>> START STORED RECORDS

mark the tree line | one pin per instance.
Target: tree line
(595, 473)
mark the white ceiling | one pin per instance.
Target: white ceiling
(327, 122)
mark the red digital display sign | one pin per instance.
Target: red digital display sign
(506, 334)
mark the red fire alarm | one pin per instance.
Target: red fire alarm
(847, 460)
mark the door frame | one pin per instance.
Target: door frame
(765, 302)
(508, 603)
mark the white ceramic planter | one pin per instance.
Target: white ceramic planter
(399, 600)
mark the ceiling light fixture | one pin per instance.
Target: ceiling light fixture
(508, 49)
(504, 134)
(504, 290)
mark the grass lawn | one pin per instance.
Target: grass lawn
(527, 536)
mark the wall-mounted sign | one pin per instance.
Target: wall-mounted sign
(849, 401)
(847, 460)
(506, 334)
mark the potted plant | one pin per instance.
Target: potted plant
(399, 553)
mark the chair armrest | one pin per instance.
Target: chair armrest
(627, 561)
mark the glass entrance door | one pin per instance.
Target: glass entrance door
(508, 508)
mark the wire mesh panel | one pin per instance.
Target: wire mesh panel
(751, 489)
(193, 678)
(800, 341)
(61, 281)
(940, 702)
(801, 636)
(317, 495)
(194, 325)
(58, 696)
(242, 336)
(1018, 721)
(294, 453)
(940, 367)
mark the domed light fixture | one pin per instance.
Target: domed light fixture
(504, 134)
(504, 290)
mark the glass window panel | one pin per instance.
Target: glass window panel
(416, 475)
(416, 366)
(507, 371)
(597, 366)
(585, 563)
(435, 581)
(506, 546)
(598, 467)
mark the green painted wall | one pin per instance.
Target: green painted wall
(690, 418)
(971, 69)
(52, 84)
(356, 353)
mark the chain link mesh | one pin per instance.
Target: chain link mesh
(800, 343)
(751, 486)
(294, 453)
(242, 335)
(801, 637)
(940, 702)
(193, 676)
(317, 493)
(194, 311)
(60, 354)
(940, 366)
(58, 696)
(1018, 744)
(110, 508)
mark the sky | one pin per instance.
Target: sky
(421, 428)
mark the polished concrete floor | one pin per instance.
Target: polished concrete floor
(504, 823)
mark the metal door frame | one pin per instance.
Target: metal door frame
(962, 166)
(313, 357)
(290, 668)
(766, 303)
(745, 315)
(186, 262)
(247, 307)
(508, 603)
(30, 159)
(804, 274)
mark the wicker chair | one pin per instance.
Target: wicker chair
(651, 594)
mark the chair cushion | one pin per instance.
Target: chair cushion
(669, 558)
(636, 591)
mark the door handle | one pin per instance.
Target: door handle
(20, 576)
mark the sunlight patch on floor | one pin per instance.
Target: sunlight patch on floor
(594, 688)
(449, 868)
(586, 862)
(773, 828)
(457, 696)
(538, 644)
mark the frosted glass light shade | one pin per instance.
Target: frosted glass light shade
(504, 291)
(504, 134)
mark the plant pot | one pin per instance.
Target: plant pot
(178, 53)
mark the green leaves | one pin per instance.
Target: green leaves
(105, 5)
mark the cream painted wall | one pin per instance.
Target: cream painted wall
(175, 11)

>> END STORED RECORDS

_WHAT THE TASK ASKS_
Can you express every line of the records above as a JSON list of strings, with one string per line and no blank lines?

_EXERCISE RESULT_
[
  "mark the tree line | one pin per instance.",
  "Target: tree line",
  "(595, 473)",
  "mark the white ceiling | one pin per instance.",
  "Target: white ceiling",
  "(327, 122)",
  "mark the red digital display sign | one pin per instance.",
  "Target: red digital display sign",
  "(506, 334)",
  "mark the red fire alarm | one pin per instance.",
  "Target: red fire alarm",
  "(847, 460)",
  "mark the door frame | one pin per instance.",
  "Target: door frame",
  "(765, 302)",
  "(508, 603)",
  "mark the white ceramic planter | one pin per instance.",
  "Target: white ceramic planter",
  "(399, 600)",
  "mark the ceiling light fixture | one pin per instance.",
  "Target: ceiling light fixture",
  "(508, 49)",
  "(504, 134)",
  "(504, 290)",
  "mark the grass lawn | one pin per instance.",
  "Target: grass lawn",
  "(527, 536)",
  "mark the wall-mounted sign | one pin per instance.",
  "Target: wall-mounted sign",
  "(849, 401)",
  "(847, 460)",
  "(506, 334)",
  "mark the potted plant | one pin per instance.",
  "Target: potted plant",
  "(399, 553)",
  "mark the chair armrest | one pin per instance.",
  "Target: chair armrest",
  "(627, 561)",
  "mark the glass entrance door | one pin per instance.",
  "Target: glass entrance door",
  "(508, 508)",
  "mark the wire mesh panel | one pin per instance.",
  "Target: wire mesh panel",
  "(751, 489)",
  "(193, 678)",
  "(800, 341)",
  "(61, 281)",
  "(940, 702)",
  "(801, 636)",
  "(317, 495)",
  "(194, 325)",
  "(58, 696)",
  "(242, 336)",
  "(1018, 721)",
  "(294, 453)",
  "(940, 367)",
  "mark the domed light fixture | one pin per instance.",
  "Target: domed light fixture",
  "(504, 134)",
  "(504, 290)",
  "mark the glass window panel | one pin per instance.",
  "Target: glass window panel",
  "(416, 475)",
  "(416, 366)",
  "(507, 371)",
  "(597, 366)",
  "(585, 563)",
  "(435, 581)",
  "(506, 546)",
  "(598, 467)",
  "mark the green painted wall | one pin per instance.",
  "Target: green painted wall",
  "(690, 418)",
  "(971, 69)",
  "(52, 84)",
  "(356, 353)",
  "mark the chain link mesh | one pin per instance.",
  "Target: chain link mesh",
  "(800, 343)",
  "(751, 486)",
  "(294, 453)",
  "(242, 335)",
  "(801, 637)",
  "(940, 702)",
  "(193, 676)",
  "(317, 493)",
  "(194, 311)",
  "(60, 354)",
  "(940, 366)",
  "(58, 696)",
  "(1018, 744)",
  "(110, 508)",
  "mark the sky | one pin per instance.",
  "Target: sky",
  "(421, 428)",
  "mark the polished concrete floor | one pin per instance.",
  "Target: polished concrete floor",
  "(504, 823)",
  "mark the metal door frame | one pin per instance.",
  "Target: metal door frame",
  "(962, 166)",
  "(313, 357)",
  "(290, 668)",
  "(766, 303)",
  "(745, 315)",
  "(186, 262)",
  "(247, 307)",
  "(508, 603)",
  "(30, 159)",
  "(804, 274)",
  "mark the wicker chair | one pin per instance.",
  "Target: wicker chair",
  "(651, 594)",
  "mark the chair cushion | one pin per instance.",
  "Target: chair cushion",
  "(669, 558)",
  "(636, 591)",
  "mark the door handle | one pin per instance.",
  "Target: door handle",
  "(20, 576)",
  "mark the sunlight patch on floor | one pin per instance.",
  "Target: sunlight patch on floor",
  "(594, 688)",
  "(449, 868)",
  "(586, 862)",
  "(773, 828)",
  "(457, 696)",
  "(538, 644)",
  "mark the frosted glass light shade | one pin per instance.",
  "Target: frosted glass light shade",
  "(504, 291)",
  "(504, 134)",
  "mark the plant pot | one pin per instance.",
  "Target: plant pot",
  "(178, 53)",
  "mark the green leaves | one pin per instance.",
  "Target: green leaves",
  "(105, 5)",
  "mark the cream painted wall | one pin per instance.",
  "Target: cream painted wall",
  "(175, 11)"
]